_Exercise brief:_
The task calls for the count of lines containing "below" in these records, given as a number with no other words.
-------- Material for this exercise --------
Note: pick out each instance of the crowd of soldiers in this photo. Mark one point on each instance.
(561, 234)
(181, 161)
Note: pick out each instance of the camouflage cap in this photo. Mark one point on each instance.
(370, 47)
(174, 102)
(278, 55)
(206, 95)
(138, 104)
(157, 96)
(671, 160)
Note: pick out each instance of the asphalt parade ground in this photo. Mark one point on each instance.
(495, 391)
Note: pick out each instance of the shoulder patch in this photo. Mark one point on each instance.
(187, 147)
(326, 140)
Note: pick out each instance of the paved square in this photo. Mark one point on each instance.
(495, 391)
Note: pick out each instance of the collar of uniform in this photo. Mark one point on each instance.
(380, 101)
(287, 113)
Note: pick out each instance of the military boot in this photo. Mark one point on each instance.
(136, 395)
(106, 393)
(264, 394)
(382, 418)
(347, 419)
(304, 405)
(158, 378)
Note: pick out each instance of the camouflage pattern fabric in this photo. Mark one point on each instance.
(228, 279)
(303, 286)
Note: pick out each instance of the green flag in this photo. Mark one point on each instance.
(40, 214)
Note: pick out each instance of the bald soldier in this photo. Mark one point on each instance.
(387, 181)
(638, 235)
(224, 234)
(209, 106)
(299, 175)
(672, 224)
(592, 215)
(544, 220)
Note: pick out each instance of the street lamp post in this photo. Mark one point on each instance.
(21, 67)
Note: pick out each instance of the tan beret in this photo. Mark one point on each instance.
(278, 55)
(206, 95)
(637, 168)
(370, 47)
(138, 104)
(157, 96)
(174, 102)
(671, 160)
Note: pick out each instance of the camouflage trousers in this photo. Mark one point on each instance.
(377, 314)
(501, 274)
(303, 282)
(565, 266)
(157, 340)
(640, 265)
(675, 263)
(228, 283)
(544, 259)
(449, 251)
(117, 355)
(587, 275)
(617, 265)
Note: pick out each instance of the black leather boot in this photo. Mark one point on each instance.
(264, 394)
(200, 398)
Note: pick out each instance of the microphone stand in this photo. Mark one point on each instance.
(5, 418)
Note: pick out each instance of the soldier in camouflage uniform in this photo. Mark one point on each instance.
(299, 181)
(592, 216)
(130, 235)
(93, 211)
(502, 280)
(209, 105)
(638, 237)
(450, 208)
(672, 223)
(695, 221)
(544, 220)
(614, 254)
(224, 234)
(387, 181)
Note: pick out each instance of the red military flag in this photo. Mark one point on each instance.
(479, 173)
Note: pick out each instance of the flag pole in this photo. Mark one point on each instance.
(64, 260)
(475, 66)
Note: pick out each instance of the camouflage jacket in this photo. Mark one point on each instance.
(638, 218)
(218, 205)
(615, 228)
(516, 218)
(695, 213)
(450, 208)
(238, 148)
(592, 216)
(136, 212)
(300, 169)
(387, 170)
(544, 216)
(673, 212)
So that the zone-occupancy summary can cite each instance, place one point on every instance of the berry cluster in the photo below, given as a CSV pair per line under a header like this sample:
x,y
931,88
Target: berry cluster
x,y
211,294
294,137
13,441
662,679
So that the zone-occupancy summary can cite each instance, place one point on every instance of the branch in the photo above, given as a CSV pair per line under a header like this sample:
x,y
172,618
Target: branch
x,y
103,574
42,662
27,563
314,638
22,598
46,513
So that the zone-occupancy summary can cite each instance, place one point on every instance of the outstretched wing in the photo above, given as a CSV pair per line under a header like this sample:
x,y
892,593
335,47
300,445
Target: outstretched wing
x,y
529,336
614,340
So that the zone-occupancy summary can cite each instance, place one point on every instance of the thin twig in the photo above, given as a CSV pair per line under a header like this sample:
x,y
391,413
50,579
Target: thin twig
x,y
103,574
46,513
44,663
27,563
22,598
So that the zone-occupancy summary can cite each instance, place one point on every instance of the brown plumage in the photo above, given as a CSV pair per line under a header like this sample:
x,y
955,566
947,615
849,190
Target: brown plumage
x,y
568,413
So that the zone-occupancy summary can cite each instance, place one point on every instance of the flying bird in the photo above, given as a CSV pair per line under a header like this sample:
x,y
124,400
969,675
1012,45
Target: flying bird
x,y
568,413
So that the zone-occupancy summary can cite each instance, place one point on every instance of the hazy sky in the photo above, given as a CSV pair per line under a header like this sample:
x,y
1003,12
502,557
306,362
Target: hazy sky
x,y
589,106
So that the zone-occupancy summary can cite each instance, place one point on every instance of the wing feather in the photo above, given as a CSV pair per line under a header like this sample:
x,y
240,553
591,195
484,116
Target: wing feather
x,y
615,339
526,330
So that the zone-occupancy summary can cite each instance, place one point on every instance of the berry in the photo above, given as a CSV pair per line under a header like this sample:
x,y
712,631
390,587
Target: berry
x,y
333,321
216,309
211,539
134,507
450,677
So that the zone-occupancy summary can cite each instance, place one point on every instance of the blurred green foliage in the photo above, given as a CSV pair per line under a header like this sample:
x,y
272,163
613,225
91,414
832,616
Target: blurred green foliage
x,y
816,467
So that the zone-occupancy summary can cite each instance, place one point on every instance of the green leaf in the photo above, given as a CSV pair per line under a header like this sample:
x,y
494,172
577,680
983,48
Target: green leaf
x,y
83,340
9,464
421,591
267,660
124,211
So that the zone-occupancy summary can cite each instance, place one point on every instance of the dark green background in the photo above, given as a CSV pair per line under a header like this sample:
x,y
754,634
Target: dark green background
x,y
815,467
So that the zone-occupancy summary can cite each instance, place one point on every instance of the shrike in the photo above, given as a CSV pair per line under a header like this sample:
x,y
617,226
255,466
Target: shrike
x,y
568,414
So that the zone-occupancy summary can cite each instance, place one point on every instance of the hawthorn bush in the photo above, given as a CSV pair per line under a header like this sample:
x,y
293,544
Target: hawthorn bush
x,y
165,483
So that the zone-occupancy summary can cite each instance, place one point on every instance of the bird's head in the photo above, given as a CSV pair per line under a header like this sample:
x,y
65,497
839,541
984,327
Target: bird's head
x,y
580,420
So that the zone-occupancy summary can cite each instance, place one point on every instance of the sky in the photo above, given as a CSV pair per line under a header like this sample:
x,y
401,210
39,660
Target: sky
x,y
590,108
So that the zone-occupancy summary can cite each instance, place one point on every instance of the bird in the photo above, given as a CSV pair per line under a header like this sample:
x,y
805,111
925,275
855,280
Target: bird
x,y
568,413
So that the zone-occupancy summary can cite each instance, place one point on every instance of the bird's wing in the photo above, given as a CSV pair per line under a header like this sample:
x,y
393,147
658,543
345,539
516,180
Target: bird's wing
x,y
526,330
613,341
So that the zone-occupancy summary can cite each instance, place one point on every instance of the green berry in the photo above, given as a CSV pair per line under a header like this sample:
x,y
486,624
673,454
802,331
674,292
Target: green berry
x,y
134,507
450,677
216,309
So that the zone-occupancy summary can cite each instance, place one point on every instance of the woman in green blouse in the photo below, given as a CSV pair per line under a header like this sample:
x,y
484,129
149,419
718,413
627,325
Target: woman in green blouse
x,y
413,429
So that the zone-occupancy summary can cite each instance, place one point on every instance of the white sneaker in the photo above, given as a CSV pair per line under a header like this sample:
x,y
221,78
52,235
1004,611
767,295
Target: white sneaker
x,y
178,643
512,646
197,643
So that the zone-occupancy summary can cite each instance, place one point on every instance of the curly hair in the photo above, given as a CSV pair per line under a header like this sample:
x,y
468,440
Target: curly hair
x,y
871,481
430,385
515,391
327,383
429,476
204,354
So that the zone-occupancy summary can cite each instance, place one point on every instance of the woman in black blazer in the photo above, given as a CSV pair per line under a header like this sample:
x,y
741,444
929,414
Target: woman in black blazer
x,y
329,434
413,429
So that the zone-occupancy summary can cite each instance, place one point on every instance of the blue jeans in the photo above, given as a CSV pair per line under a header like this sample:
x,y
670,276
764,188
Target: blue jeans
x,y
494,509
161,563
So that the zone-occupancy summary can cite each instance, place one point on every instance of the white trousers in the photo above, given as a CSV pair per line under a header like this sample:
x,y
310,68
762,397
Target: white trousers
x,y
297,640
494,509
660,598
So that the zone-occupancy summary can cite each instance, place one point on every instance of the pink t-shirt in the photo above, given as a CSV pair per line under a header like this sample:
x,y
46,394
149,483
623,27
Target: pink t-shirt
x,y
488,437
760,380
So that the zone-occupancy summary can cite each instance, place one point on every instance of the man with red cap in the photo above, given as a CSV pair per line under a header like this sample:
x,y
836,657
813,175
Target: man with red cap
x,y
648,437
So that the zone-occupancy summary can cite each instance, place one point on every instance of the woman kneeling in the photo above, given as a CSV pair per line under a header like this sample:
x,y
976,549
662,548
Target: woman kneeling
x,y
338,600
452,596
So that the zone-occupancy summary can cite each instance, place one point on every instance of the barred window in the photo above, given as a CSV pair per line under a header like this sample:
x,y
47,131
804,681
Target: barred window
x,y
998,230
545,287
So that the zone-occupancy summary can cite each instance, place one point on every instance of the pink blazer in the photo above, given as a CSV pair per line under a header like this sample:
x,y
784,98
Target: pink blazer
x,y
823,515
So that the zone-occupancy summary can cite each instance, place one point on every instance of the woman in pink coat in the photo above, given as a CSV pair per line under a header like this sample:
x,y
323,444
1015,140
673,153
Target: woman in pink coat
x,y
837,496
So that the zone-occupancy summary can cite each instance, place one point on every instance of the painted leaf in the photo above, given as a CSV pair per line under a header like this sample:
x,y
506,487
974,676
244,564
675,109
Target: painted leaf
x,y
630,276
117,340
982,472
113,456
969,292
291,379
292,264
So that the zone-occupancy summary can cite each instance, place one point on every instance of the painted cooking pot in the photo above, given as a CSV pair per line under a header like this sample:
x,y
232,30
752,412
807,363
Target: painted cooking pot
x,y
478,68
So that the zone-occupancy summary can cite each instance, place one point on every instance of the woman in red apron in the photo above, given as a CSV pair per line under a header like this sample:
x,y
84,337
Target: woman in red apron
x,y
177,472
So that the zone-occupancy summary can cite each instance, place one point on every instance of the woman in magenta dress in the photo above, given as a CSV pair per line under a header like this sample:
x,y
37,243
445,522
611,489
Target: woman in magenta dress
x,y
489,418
--------
_Response:_
2